>> start Material for this task

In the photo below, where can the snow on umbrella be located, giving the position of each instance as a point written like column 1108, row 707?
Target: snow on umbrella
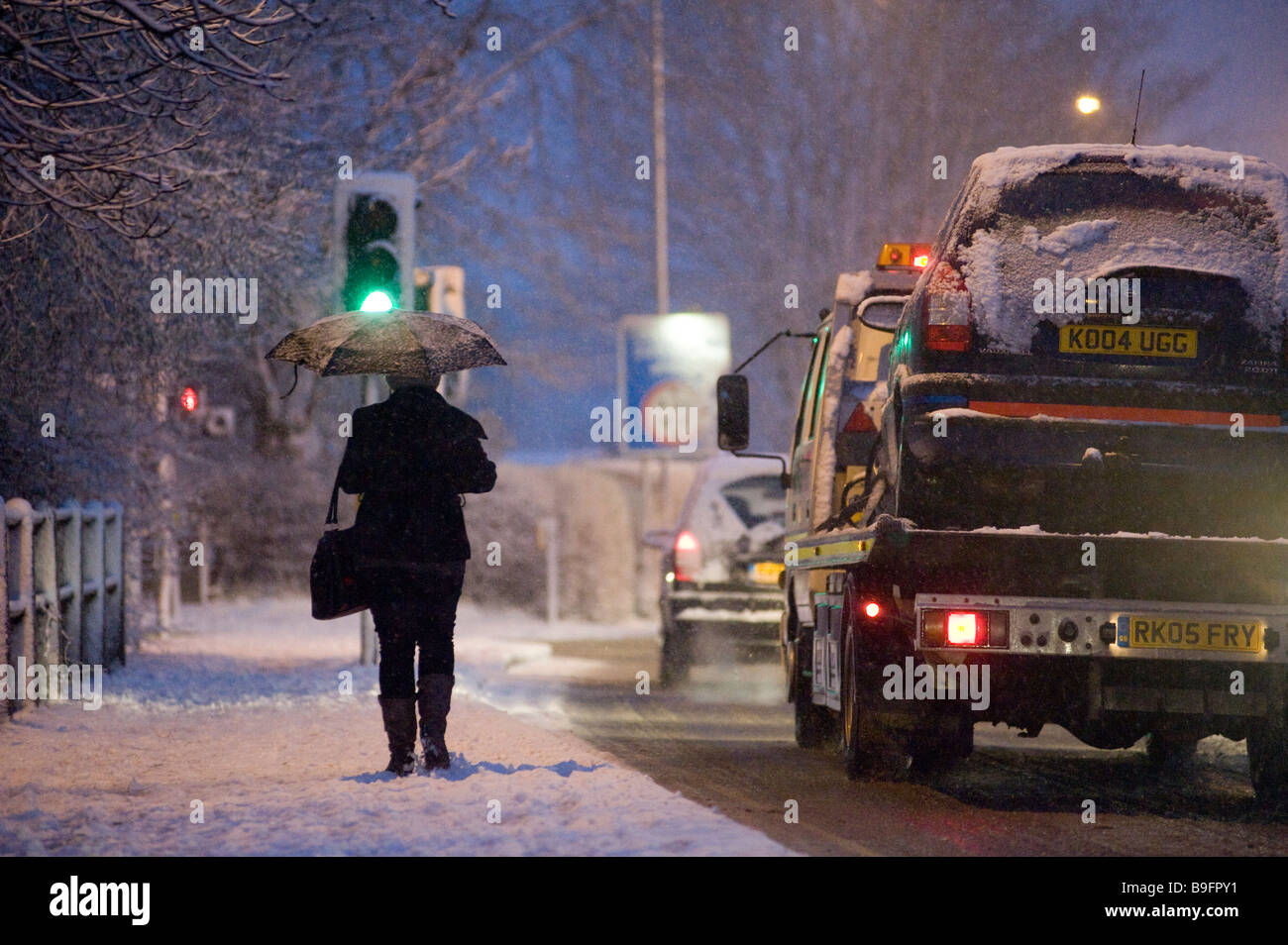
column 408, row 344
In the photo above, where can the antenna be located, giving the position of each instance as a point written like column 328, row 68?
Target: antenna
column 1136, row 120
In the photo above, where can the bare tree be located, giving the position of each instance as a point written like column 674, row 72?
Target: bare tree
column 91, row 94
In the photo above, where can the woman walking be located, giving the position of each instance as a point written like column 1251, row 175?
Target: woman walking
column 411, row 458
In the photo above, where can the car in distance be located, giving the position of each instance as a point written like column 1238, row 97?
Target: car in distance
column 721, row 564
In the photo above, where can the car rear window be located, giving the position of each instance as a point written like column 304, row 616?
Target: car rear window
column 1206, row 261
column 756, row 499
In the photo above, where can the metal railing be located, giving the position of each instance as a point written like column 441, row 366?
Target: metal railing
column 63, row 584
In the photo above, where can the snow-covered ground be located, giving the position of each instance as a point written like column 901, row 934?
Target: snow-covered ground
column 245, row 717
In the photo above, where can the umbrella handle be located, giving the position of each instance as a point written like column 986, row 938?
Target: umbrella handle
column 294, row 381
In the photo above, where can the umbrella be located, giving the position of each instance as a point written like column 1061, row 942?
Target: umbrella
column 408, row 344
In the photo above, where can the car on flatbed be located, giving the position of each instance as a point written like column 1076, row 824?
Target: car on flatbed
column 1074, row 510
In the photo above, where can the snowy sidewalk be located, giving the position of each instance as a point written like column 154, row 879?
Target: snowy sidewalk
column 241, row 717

>> end Material for this task
>> start Material for this task

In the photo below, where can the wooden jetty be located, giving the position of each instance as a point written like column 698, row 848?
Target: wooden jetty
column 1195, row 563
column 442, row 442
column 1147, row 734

>> end Material for this task
>> start Material for this task

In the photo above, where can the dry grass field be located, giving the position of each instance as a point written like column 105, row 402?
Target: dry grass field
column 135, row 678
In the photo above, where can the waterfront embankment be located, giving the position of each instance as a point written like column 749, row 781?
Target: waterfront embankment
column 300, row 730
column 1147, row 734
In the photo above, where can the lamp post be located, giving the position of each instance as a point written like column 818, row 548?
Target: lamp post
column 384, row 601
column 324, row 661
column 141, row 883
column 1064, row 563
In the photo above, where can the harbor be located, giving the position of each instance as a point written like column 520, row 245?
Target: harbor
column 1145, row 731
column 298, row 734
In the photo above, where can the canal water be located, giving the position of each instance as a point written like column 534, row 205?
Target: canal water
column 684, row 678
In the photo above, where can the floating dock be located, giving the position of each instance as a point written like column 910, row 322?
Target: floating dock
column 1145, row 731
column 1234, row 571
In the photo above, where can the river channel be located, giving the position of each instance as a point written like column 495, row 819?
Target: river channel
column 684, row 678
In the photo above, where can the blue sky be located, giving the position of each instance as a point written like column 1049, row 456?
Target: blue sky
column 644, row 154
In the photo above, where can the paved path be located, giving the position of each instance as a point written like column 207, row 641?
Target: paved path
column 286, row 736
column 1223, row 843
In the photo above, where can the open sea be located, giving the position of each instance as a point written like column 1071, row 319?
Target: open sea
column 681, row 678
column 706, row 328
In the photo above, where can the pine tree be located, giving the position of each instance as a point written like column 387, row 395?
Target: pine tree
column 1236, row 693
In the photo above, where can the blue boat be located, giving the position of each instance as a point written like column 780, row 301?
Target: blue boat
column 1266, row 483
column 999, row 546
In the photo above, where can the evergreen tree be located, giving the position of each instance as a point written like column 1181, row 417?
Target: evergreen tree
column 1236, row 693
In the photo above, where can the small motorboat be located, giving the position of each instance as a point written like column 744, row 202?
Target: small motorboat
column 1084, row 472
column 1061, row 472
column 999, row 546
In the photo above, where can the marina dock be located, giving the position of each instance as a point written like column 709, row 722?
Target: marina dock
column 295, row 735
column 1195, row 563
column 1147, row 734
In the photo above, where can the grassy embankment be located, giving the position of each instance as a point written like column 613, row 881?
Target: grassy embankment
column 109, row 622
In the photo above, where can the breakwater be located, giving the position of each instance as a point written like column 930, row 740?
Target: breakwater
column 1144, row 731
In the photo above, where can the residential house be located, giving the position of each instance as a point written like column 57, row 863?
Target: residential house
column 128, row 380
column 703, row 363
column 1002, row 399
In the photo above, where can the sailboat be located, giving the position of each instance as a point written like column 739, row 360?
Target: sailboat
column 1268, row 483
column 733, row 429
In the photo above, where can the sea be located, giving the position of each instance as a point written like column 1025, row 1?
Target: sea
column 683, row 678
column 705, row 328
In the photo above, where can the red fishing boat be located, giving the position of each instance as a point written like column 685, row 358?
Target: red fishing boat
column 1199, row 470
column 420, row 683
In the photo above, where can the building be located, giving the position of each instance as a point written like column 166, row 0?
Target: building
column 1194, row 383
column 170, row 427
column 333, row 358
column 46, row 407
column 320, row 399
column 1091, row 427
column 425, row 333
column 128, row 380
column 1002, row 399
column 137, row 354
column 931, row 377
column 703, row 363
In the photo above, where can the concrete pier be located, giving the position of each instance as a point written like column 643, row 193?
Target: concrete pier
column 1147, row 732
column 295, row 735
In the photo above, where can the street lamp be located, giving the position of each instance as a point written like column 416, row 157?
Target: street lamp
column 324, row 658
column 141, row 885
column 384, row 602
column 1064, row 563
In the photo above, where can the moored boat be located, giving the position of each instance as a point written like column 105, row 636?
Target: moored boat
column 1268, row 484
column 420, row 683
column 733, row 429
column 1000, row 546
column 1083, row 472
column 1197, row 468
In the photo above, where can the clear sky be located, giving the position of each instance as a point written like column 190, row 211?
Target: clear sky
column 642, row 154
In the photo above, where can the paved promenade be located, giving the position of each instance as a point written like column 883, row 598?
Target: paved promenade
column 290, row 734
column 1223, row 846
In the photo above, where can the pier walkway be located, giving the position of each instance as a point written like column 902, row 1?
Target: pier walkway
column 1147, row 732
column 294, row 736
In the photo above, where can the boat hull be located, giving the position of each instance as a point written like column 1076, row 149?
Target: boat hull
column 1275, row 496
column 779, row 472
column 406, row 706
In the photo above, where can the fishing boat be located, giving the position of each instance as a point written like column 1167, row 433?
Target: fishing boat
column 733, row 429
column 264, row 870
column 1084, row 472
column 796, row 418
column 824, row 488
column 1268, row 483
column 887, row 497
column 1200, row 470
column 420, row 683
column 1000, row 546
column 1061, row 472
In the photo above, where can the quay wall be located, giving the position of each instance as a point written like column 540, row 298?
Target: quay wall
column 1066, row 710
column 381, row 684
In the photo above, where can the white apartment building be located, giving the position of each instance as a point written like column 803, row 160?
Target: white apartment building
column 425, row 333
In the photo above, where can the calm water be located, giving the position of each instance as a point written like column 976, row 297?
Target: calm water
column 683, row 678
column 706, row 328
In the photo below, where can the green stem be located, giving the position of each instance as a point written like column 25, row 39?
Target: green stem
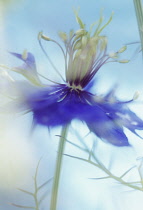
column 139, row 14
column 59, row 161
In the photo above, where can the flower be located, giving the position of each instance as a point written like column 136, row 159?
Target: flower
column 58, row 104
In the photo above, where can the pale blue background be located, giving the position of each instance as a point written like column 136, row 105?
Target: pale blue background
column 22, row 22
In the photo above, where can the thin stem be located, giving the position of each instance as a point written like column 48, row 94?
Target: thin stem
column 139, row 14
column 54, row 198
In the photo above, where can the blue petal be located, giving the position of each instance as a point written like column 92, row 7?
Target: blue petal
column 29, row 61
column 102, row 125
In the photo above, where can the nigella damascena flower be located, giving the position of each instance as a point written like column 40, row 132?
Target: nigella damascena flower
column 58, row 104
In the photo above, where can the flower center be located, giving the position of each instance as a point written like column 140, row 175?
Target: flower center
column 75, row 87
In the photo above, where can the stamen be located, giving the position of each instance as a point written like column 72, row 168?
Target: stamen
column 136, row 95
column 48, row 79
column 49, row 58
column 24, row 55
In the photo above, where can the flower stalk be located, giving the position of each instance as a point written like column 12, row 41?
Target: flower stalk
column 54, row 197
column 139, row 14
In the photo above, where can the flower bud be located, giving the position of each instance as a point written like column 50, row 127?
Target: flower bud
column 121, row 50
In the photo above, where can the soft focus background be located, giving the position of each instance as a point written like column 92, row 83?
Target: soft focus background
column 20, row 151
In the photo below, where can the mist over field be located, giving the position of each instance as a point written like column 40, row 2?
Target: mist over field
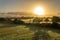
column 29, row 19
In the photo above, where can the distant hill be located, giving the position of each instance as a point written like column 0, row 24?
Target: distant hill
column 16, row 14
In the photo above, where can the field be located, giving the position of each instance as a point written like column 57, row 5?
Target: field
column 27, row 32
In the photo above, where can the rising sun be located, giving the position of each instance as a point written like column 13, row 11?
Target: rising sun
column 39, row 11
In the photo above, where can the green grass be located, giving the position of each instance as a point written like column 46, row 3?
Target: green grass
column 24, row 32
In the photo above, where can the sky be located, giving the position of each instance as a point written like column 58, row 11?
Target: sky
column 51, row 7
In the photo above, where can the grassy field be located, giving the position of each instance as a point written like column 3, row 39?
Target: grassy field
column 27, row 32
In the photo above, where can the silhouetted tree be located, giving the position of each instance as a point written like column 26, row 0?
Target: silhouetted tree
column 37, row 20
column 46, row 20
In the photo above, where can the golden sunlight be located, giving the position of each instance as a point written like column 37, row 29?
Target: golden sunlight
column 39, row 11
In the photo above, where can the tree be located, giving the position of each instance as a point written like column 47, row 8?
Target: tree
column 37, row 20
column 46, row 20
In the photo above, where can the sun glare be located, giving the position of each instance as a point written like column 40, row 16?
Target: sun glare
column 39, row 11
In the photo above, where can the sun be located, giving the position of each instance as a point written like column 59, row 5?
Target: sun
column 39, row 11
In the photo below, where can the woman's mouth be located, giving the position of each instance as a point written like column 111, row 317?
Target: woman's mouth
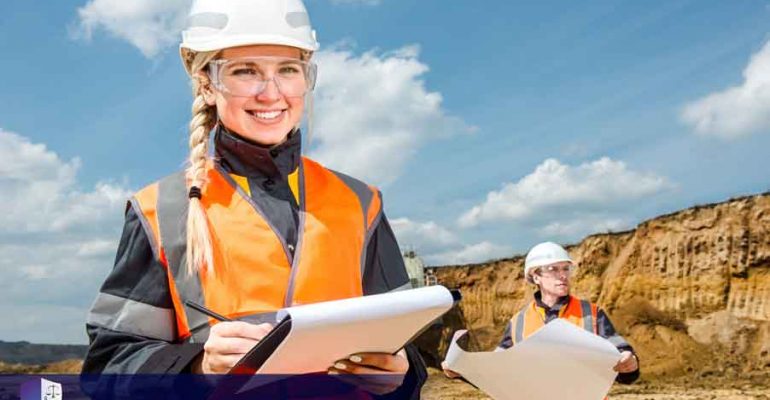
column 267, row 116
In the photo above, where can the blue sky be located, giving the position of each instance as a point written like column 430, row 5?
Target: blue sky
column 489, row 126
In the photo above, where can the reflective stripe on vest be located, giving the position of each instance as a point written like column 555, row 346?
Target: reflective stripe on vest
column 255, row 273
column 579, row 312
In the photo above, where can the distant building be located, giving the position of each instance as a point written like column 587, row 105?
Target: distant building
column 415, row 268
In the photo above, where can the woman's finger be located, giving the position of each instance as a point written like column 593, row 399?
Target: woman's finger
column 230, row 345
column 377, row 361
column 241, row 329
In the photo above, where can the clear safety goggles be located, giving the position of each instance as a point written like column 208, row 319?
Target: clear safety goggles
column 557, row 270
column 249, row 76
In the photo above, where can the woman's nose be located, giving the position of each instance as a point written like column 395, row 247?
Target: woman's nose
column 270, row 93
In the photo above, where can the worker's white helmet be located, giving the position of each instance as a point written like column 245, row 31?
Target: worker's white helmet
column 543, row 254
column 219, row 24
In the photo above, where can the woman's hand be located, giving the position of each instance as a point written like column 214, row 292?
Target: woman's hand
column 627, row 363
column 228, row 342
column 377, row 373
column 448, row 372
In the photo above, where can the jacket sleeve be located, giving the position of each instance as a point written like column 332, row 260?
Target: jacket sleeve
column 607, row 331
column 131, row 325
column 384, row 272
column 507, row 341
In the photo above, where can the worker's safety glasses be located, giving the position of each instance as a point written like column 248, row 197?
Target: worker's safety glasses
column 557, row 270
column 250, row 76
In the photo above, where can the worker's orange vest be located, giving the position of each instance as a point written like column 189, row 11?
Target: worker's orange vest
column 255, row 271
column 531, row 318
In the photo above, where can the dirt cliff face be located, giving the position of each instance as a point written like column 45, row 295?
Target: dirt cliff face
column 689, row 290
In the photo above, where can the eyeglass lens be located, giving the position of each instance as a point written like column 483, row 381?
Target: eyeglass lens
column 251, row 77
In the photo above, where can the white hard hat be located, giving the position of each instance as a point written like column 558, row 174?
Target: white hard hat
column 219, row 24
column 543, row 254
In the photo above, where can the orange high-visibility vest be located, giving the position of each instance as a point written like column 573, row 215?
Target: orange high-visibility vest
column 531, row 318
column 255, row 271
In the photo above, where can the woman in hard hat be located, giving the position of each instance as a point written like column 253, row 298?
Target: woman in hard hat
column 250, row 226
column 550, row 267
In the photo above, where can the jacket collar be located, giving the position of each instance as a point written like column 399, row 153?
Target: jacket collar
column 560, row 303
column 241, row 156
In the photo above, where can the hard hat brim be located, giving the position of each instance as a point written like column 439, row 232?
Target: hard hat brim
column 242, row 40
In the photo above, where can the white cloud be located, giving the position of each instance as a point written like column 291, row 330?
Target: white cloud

>> end Material for this task

*Task goal*
Print, unchanged, the lines from the one with "1049, row 456?" up to and including the one with "column 644, row 154".

*Output*
In the photo above, where can the blue sky be located, giving the position of each instance as a point written like column 1049, row 456?
Target: blue sky
column 644, row 154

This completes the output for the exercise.